EJERCICIO PLANTEADO 1 |
En el fragmento sobre el prólogo de Villafaina, ¿qué título recibe el poderoso caballero quevedesco?

3 de febrero de 2017
Por Francisco Collado Berrocal
Sumergirse en el prólogo de esta aventura literaria de José Manuel Villafaina, nos regala un aroma metateatral, amén de un sinfín de anécdotas reales y suculentas. Algunas, sospechadas. Otras, auscultadas en los mentideros de nuestra Villa y Corte. El cosmos revelado por este dramaturgo pacense, narra las vivencias, intrigas y sinsabores del cómico constreñido por los poderes fácticos, por la estulticia secular de los jactanciosos, y el poderoso caballero quevedesco titulado Don Dinero. Mundologías que servirían de argumento para una ácida sátira del Darío Fo más desatado.
El universo (real y cotidiano) que muestra Villafaina; tanto en la introducción, como en las obras editadas; haría las delicias de Pirandello y su “antiteatro”. La falsedad de las relaciones humanas, el juego de máscaras derrochado por los personajes reales, superan cualquier ficción escrita para la galería, Todas las vanidades mundanas procesionan por estas páginas. Pesebreros; rumiando en la cuerda política reinante; mendicantes anímicos, menesterosos intelectuales. Pícaros de menor cuantía, hidalgos de miga de pan en la pechera. Toda una variada Corte de los Milagros, latente y tan identificable, que dificultaría su representación.

EJERCICIO PLANTEADO 2 |
Escala las entradas y vuelve a escribir todas sus líneas, solicitudes incluidas. Multiplica por 1,75 cada coordenada de las respuestas y redondea al entero más cercano, con las mitades hacia arriba.

DATOS APORTADOS |
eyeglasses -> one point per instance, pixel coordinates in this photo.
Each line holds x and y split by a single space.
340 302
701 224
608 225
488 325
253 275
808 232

RESULTADO 1 |
Don Dinero.

RESULTADO 2 |
eyeglasses -> one point per instance, pixel coordinates in this photo.
Each line holds x and y split by a single space.
595 529
1227 392
1064 394
854 569
443 481
1414 406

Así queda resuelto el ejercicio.